### Exercise data
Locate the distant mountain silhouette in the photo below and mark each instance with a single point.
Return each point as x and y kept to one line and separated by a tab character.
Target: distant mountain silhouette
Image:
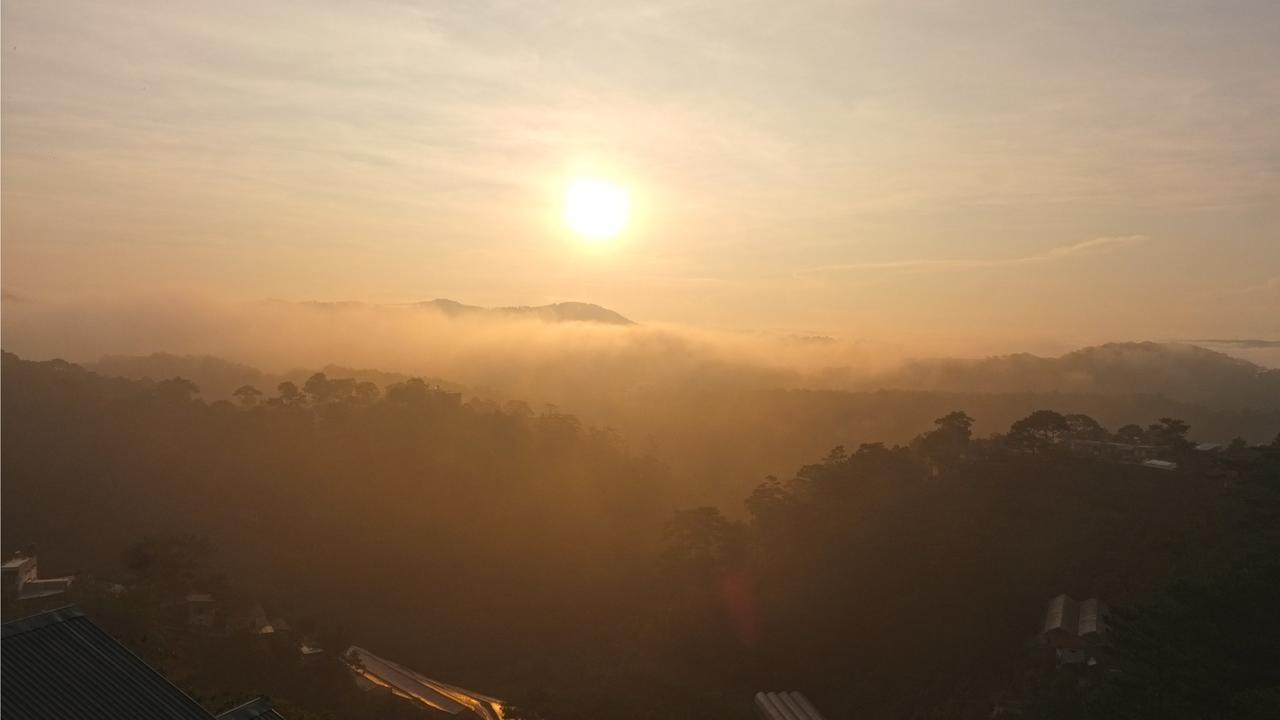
1180	372
556	311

### Exercise goal
Rewrite the lines above with "distant mountain silhouette" changed to "far ridge outline" and everything else kept the same. Omit the picture.

### Correct output
Locate the far ridge outline in the photo below and mark each instance with a single point.
Return each point as x and y kept to one line and separated by a tab character.
Target: far ridge outline
Image:
1180	372
556	311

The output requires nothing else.